> **REQUIREMENT**
Would you quote the material below in full and unchanged?

>> START MATERIAL PROVIDED

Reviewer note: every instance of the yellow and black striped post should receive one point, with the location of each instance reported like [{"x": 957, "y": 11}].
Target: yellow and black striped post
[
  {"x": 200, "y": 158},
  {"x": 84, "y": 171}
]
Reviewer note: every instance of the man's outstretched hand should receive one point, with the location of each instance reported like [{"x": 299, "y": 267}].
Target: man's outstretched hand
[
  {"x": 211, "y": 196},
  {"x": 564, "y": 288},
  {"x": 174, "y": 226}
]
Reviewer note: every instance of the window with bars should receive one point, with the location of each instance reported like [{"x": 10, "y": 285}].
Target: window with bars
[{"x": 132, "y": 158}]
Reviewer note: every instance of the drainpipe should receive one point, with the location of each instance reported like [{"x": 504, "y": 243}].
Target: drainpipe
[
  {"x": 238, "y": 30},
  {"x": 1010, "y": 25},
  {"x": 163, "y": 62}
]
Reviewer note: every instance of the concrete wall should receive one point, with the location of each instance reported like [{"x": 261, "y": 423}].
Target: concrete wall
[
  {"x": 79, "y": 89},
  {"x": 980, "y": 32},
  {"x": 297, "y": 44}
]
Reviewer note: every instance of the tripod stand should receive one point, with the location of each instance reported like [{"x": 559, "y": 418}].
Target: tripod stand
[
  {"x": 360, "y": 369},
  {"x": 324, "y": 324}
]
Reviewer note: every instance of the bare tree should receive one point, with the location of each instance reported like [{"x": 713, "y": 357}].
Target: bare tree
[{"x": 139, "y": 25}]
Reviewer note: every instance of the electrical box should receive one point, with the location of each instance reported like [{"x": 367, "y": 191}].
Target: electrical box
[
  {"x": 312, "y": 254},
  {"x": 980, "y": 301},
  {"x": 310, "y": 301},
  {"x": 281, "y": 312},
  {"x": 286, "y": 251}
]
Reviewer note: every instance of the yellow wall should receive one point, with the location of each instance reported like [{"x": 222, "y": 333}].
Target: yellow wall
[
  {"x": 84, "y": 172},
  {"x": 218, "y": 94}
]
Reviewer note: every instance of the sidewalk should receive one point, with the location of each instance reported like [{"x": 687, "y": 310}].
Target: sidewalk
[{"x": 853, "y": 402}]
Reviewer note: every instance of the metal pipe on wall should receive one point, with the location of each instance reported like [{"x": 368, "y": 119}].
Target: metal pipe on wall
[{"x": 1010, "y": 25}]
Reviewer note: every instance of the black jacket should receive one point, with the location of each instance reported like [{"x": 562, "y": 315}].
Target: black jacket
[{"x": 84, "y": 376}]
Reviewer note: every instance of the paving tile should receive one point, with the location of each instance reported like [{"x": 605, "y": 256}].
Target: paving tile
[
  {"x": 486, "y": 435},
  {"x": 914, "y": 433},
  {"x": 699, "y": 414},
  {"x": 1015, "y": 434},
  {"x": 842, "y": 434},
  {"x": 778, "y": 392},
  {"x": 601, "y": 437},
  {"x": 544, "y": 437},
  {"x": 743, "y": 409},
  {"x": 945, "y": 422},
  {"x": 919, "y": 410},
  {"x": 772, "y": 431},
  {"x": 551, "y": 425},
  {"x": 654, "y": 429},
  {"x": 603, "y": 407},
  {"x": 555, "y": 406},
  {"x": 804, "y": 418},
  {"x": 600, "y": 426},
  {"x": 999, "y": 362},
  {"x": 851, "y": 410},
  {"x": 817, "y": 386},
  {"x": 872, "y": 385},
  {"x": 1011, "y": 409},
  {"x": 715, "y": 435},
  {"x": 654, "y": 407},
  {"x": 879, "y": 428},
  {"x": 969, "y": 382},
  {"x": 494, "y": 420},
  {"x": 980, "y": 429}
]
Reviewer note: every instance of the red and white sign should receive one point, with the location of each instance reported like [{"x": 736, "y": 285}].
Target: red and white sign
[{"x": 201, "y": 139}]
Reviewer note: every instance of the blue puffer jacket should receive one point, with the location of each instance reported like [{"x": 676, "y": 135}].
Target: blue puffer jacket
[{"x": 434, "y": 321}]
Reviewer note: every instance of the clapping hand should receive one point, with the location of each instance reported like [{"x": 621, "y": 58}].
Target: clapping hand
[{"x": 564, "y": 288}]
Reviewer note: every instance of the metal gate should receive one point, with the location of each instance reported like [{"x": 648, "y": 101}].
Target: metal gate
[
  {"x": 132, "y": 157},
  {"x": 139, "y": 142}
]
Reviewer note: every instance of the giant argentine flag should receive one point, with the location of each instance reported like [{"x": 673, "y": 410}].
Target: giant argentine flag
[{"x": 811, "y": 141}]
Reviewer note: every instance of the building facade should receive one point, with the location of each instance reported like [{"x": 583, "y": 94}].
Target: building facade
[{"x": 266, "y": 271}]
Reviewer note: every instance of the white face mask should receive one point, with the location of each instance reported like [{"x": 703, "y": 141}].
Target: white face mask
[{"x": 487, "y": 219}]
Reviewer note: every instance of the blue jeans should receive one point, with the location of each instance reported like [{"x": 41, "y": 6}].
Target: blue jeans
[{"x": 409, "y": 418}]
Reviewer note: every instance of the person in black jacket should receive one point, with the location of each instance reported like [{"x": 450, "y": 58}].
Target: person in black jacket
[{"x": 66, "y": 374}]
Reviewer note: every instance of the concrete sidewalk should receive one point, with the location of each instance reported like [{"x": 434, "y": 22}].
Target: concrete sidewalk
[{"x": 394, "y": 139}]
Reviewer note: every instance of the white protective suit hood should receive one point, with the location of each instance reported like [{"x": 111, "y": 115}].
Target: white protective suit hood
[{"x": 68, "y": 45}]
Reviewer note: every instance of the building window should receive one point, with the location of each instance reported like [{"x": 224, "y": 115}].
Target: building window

>> END MATERIAL PROVIDED

> **FULL ANSWER**
Reviewer note: every instance of the yellow and black striped post should receive one point, with the location of each instance reported like [{"x": 957, "y": 11}].
Target: yellow and black striped post
[
  {"x": 200, "y": 158},
  {"x": 84, "y": 171}
]
Reviewer note: every instance of the man's outstretched hand should receive one point, with the location of each instance reported like [{"x": 299, "y": 267}].
Target: man's outstretched hand
[
  {"x": 211, "y": 196},
  {"x": 564, "y": 288},
  {"x": 174, "y": 226}
]
Reviewer note: every instance of the window with bars should receive one point, with the location of each instance reported like [{"x": 10, "y": 285}].
Target: window with bars
[{"x": 132, "y": 158}]
Reviewer note: every instance of the drainpipe should receive one point, with the location of each instance reported like [{"x": 504, "y": 243}].
Target: drainpipe
[
  {"x": 238, "y": 30},
  {"x": 1010, "y": 25},
  {"x": 163, "y": 62}
]
Reviewer note: every instance of the concrete wall should receive one point, with the location of each instance reported like [{"x": 261, "y": 423}].
Target: concrete wall
[
  {"x": 79, "y": 89},
  {"x": 980, "y": 32},
  {"x": 297, "y": 44}
]
Reviewer note: every instance of the tripod stand should receive one point, with the location of each instance reported like [{"x": 559, "y": 418}].
Target: tripod stand
[
  {"x": 360, "y": 369},
  {"x": 324, "y": 324}
]
Reviewer note: every instance of the bare tree should receive one point, with the location of each instance reported like [{"x": 713, "y": 357}].
Target: bare tree
[{"x": 139, "y": 25}]
Reviewer note: every instance of the electrical box should receive one point, with the location of each instance reported like [{"x": 367, "y": 191}].
Target: electrical box
[
  {"x": 312, "y": 254},
  {"x": 980, "y": 301},
  {"x": 310, "y": 301},
  {"x": 281, "y": 312},
  {"x": 286, "y": 251}
]
Reviewer note: every instance of the yellow wall should receive one point, with the location of each instance reported like [{"x": 222, "y": 333}].
Target: yellow wall
[
  {"x": 84, "y": 172},
  {"x": 218, "y": 94}
]
Reviewer note: every instance of the sidewalk should receive one point, with the location of each instance reported like [{"x": 687, "y": 310}].
Target: sidewalk
[{"x": 853, "y": 402}]
Reviewer note: every instance of the metal pipe on wall should receive one point, with the location of each instance reported like [{"x": 368, "y": 119}].
Target: metal pipe on wall
[{"x": 1010, "y": 25}]
Reviewer note: every instance of the black jacket should receive one point, with the location of each instance reported like [{"x": 562, "y": 315}].
Target: black jacket
[{"x": 84, "y": 376}]
Reviewer note: every instance of the paving tile should receive one point, with the location of each instance reported like [{"x": 605, "y": 256}].
Target: paving tile
[
  {"x": 486, "y": 435},
  {"x": 914, "y": 433},
  {"x": 699, "y": 414},
  {"x": 1015, "y": 434},
  {"x": 842, "y": 434},
  {"x": 778, "y": 392},
  {"x": 601, "y": 437},
  {"x": 544, "y": 437},
  {"x": 743, "y": 409},
  {"x": 945, "y": 422},
  {"x": 919, "y": 410},
  {"x": 772, "y": 431},
  {"x": 551, "y": 425},
  {"x": 654, "y": 429},
  {"x": 603, "y": 407},
  {"x": 555, "y": 406},
  {"x": 804, "y": 418},
  {"x": 600, "y": 426},
  {"x": 999, "y": 362},
  {"x": 851, "y": 410},
  {"x": 817, "y": 386},
  {"x": 872, "y": 385},
  {"x": 1011, "y": 409},
  {"x": 715, "y": 435},
  {"x": 654, "y": 407},
  {"x": 879, "y": 428},
  {"x": 969, "y": 382},
  {"x": 494, "y": 420},
  {"x": 980, "y": 429}
]
Reviewer note: every instance of the red and white sign should receive one point, with the location of each instance reported like [{"x": 736, "y": 285}].
Target: red and white sign
[{"x": 201, "y": 139}]
Reviewer note: every instance of the blue puffer jacket should receive one point, with the location of each instance reported like [{"x": 676, "y": 135}].
Target: blue puffer jacket
[{"x": 434, "y": 321}]
Reviewer note: every instance of the clapping hand should receive one point, with the location of each instance reported like [{"x": 621, "y": 58}].
Target: clapping hand
[{"x": 564, "y": 288}]
Reviewer note: every instance of the metal gate should receive one point, with the location of each instance reported like [{"x": 648, "y": 101}].
Target: metal gate
[
  {"x": 132, "y": 157},
  {"x": 139, "y": 142}
]
Reviewer note: every instance of the giant argentine flag should receive one point, with the location of each instance reported like [{"x": 673, "y": 410}].
Target: giant argentine flag
[{"x": 811, "y": 141}]
Reviewer note: every instance of the building facade should receive one point, with the location of each instance reported like [{"x": 583, "y": 94}].
Target: building facade
[{"x": 266, "y": 271}]
Reviewer note: every instance of the white face mask should receive one point, with the location of each instance reported like [{"x": 703, "y": 141}].
Target: white face mask
[{"x": 487, "y": 219}]
Reviewer note: every instance of the blue jeans should receive one point, with the location of each instance reported like [{"x": 41, "y": 6}].
Target: blue jeans
[{"x": 409, "y": 418}]
Reviewer note: every instance of the person in black jacket should receive one point, with the location of each instance reported like [{"x": 450, "y": 58}].
Target: person in black jacket
[{"x": 66, "y": 374}]
Reviewer note: every instance of the concrete sidewalk should receive one point, with the location of each instance reported like [{"x": 434, "y": 22}].
Target: concrete sidewalk
[{"x": 394, "y": 139}]
Reviewer note: every instance of the white protective suit hood should receive one point, with the location of each instance reported like [{"x": 111, "y": 115}].
Target: white protective suit hood
[{"x": 68, "y": 45}]
Reviewer note: every instance of the building window should receive one point, with the location of each instance reported like [{"x": 224, "y": 115}].
Target: building window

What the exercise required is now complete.